• Passage:
Fueled by strong growth in its healthcare sector, diversified Sri Lankan conglomerate Sunshine Holdings PLC reported notable growth in bottom-line performances during the year ended March 31, 2020 (FY19/20). During this period, the Group posted consolidated revenue of Rs. 20.8 billion, delivering a 60% Year-on-Year (YoY) increase in Profits After Tax (PAT).
Group’s top-line performance saw a decline in growth by 8% YoY, mainly due to the sale of the tea plantation business represented by Hatton Plantations PLC during the first quarter as well as the revenue contraction of Group’s consumer goods sector. Group’s healthcare and consumer business together contributed 78% to Sunshine’s top-line, while agribusiness sectors of the Group contributed 18% of the total revenue.
Profit after tax (PAT) for the period in review rose to Rs. 1.8 billion, which include a one-off gain from the sale of Hatton Plantations PLC, which amounted to Rs. 341 million. The strong positive results were carried through to the Group’s Profit After Tax & Minority Interest (PATMI) which grew by 102.4% YoY to Rs. 1.1 billion. Group’s healthcare and agribusiness sectors were significant contributors to PATMI, accounting for 44% and 34% respectively.

• Work to be completed:
In the Sunshine Holdings results passage, condense the paragraph beginning "Profit after tax (PAT) for the period in review" into a short bulleted list that keeps its main figures.

• Data:

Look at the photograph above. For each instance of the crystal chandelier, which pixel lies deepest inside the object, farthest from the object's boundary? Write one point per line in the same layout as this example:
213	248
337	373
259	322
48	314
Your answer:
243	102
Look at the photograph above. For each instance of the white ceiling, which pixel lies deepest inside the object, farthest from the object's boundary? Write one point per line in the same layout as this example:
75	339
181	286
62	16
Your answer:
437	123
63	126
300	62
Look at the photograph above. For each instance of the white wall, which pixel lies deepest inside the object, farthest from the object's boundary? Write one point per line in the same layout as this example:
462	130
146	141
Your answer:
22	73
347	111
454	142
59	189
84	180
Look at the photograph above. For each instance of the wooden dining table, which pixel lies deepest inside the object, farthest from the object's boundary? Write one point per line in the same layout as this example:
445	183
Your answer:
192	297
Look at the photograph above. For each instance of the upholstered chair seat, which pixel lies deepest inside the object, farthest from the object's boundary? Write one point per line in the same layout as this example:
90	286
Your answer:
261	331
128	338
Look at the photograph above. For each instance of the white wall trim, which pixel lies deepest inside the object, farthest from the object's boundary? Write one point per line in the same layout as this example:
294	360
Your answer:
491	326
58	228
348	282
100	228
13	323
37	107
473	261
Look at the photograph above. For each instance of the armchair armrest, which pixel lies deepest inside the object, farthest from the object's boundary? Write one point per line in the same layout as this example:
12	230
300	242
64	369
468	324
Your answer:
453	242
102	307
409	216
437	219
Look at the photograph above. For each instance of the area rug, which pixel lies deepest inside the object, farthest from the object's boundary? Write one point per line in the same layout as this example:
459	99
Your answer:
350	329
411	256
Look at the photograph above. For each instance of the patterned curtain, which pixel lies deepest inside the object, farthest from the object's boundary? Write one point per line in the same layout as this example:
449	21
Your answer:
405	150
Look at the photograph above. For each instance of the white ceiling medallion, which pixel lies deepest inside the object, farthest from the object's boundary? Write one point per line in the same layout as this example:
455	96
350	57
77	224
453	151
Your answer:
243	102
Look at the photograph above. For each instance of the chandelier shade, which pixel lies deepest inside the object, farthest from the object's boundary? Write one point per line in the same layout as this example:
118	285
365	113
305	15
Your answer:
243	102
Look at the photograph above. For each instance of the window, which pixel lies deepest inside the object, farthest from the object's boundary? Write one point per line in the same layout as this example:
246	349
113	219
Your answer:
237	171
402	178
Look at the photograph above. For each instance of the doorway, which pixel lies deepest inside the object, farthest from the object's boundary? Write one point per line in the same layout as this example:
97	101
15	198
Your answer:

• The answer:
- Profit after tax rose to Rs. 1.8 billion, including a one-off gain of Rs. 341 million from the sale of Hatton Plantations PLC.
- Profit After Tax & Minority Interest (PATMI) grew 102.4% year on year to Rs. 1.1 billion.
- Healthcare contributed 44% of PATMI and agribusiness 34%.